**Passage for review**

Segment Open

Fed Funds, International Central Banking, and Multifamily Real Estate

Man with binoculars

On Wednesday of last week, the Federal Reserve made its highly anticipated pause in interest rate hikes following CPI Data that suggested that inflation continues to cool. The 4% print was in line with expectations and continues a downward trend that has been in place since June of 2022. Thankfully, it was low enough to warrant pausing to reassess the effectiveness of rate increases from the last year and a half. As we have mentioned in the past, we do not anticipate a rapid decline in rates because while 4% is still getting better, it is still double the Fed’s target of 2%. Chairman Powell has gotten so frustrated with the derivatives market that he reiterated again that he does not anticipate cutting rates for multiple years. Clearly the market still isn’t buying it.

Traditionally, international central banks work very much in concert with each other. There may be some variation in activity, but in order to prevent disruptive trade and currency imbalances, they like to retain some level of stability relative to each other. With that in mind, last week, the Canadian Central Bank raised rates again after a 4 month pause following inflation data that suggested that they cannot yet claim victory with the current rate hike cycle. Not surprisingly, the guidance from the Fed suggested further hikes following this pause. Frankly, it makes us wonder why they pause at all if the guidance is for more hikes… but we digress.

While these things are very difficult to predict, the reaction of US investors in private markets has been to sit on their hands and not transact. If the pause gives them any clarity as to what rate to use to discount cash flows, there is every possibility that those prices are higher than current market rates. Could this spur consumers and employers to spend and hire? Of course it could! Frankly the opposite pricing activity could also happen. That may even be more likely on investments with vigorous underwriting. However, the certainty that investors are looking for from a pause may be short lived and the Canadians are certainly evidence of that concept.

Segment Closed

**Task set**
**a.** In the commentary on the Federal Reserve's rate pause, how long did the Canadian Central Bank wait before raising rates again?
**b.** Carry on the commentary on the Federal Reserve's rate pause and multifamily real estate, starting right after its final sentence.

**Data**
Segment Open

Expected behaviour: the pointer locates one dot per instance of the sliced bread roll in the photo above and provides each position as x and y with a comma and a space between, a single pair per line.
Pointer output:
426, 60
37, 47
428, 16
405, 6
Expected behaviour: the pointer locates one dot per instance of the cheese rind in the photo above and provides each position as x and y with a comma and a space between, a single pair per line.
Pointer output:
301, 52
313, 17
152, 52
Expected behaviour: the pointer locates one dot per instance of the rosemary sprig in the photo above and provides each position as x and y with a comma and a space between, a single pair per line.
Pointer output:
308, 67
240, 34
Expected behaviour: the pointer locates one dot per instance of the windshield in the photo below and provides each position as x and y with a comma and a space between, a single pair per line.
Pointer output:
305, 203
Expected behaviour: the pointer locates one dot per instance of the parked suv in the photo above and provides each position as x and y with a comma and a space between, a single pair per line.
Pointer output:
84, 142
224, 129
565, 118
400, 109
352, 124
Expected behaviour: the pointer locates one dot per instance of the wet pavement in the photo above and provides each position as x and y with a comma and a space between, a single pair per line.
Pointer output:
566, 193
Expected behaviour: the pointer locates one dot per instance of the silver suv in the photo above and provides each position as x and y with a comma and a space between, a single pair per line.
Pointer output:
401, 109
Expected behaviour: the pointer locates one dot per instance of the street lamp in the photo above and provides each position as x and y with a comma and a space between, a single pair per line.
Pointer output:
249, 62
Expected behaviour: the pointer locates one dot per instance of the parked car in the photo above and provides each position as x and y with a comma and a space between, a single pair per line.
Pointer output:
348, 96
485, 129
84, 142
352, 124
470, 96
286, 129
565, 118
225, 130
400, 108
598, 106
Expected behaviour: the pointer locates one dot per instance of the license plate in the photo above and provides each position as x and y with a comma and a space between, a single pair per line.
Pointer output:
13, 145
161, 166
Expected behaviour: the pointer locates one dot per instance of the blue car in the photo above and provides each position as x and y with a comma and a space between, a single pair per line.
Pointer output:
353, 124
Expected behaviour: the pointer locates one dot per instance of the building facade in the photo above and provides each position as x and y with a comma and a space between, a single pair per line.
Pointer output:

Segment Closed

**Results of the exercise**
**a.** It raised rates again after a 4 month pause.

**b.**
Meanwhile, as we continue to underwrite deals in the Multifamily space there are a few inflationary items on the cost side that are ultimately going to make pricing more difficult. First, input costs from building materials have been all over the map. During the pandemic shutdowns, timber went through the roof. So did roofing materials and tile. But they’ve come back to earth, albeit at a higher rate. Volatility remains high, so the underwriter must remain conservative. Meanwhile, insurance costs have gone to the moon in certain markets as the insurance companies have taken terrible losses due to both huge catastrophes and poorly timed inflation. This is an environment that requires two very specific skills: 1. The ability to see value in the long term. 2. The patience to wait for the right asset in the right location. The current uncertainty surrounding input costs will ultimately result in both huge mistakes and lucky wins. But for those of us that do the work to make sure we understand where longer term value is generated, there are huge opportunities while everyone else sits around waiting for certainty.